[Source records]
<<<<

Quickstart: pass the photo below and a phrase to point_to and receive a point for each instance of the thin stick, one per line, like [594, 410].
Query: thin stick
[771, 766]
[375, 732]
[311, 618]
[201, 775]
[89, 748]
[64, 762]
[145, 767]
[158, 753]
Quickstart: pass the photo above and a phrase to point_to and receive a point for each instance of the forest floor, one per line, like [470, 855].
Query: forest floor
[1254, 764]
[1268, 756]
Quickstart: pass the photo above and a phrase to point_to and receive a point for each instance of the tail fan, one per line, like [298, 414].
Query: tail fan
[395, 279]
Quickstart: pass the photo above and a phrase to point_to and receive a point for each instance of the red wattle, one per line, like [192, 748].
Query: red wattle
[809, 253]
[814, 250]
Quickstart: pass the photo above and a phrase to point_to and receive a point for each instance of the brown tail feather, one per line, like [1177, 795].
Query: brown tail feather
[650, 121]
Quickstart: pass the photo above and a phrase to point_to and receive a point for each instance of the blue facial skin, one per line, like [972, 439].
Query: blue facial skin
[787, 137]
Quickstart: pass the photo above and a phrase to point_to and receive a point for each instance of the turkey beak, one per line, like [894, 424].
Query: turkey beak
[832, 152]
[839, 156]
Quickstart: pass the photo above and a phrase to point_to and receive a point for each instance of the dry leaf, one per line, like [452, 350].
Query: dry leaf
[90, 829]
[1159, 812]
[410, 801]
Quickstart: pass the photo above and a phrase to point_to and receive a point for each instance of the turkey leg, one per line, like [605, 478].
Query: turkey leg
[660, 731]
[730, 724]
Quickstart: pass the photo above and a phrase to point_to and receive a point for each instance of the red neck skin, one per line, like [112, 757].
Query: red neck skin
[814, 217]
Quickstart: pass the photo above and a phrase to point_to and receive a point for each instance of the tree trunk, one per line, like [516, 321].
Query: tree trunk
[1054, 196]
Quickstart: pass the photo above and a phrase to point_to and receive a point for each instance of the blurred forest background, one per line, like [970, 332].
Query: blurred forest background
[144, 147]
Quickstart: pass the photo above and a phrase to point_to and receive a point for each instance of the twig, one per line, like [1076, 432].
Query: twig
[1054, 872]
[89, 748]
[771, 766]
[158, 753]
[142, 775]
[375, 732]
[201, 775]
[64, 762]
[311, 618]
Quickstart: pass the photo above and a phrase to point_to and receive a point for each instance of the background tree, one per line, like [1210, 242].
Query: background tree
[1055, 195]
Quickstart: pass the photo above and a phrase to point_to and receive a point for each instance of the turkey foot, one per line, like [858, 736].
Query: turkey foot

>>>>

_Directions for this task_
With nothing left out, transcribe the records above exactly.

_Task output_
Quickstart: pass the photo below and a phrase to point_to and receive a point for each instance of the thin stick, one per line, like [594, 410].
Query: thin stick
[771, 766]
[375, 732]
[311, 618]
[201, 775]
[89, 748]
[64, 762]
[145, 767]
[158, 753]
Quickstart: pass the photo above and a phrase to point_to and receive a point for each instance of the forest floor, one per line, like [470, 855].
Query: forest floor
[1254, 764]
[1268, 756]
Quickstart: pass the photo above and a phrase to point_to and receive a point for each instance of the tail fan, one per line, like [298, 414].
Query: tail fan
[395, 279]
Quickstart: pass the photo above and a phrase to point_to and receive a point for each instance of the red wattle, one per line, like [192, 748].
Query: red wattle
[809, 253]
[814, 250]
Quickstart: pass the photo above and a phrase to point_to and receive a point for each instance of the brown tail feather, one per line, like [1177, 795].
Query: brown tail feather
[650, 121]
Quickstart: pass the photo above and a phrase to point_to and receive a point for each instance of the blue facial skin, one per line, like [972, 439].
Query: blue facial skin
[787, 137]
Quickstart: pass the photo above and a phrase to point_to and receive a point for each instance of the turkey beak, one per line, like [894, 424].
Query: turkey beak
[832, 152]
[839, 156]
Quickstart: pass the photo above and a phrase to point_to and receive a point for each instance of the dry leaf, one per line, like [452, 350].
Query: dry leaf
[90, 829]
[1159, 812]
[410, 801]
Quickstart: pass the photo above and a phrase to point_to and receive a point for each instance of the turkey leg, one per line, like [605, 478].
Query: turkey leg
[660, 731]
[730, 724]
Quickstart: pass the photo above and a phrase to point_to and receive a point for each instance of the red neck skin, one per line, like [112, 757].
Query: red neck skin
[814, 217]
Quickstart: pass the photo above and a phrase to point_to and receive a point for each instance of the tree trunk, one per line, like [516, 321].
Query: tree trunk
[1054, 196]
Quickstart: pass the photo above and a phrase to point_to and receive a point for each instance of the blurred forest background, one per line, like [970, 332].
Query: blurred forest background
[144, 147]
Quickstart: pass the photo above and a phrase to point_to and receive a point for each instance of the twig, one per line, like [1076, 432].
Query: twig
[1054, 872]
[89, 748]
[771, 766]
[158, 753]
[142, 775]
[375, 732]
[201, 775]
[64, 762]
[311, 618]
Quickstart: pass the photo above and a phrase to point_to and receive a point for each instance of the background tree, one per line, like [1210, 242].
Query: background tree
[1055, 195]
Quickstart: pass the photo above and a phrase to point_to and receive a point for each instance of the turkey foot, one per line, like [858, 736].
Query: turkey foot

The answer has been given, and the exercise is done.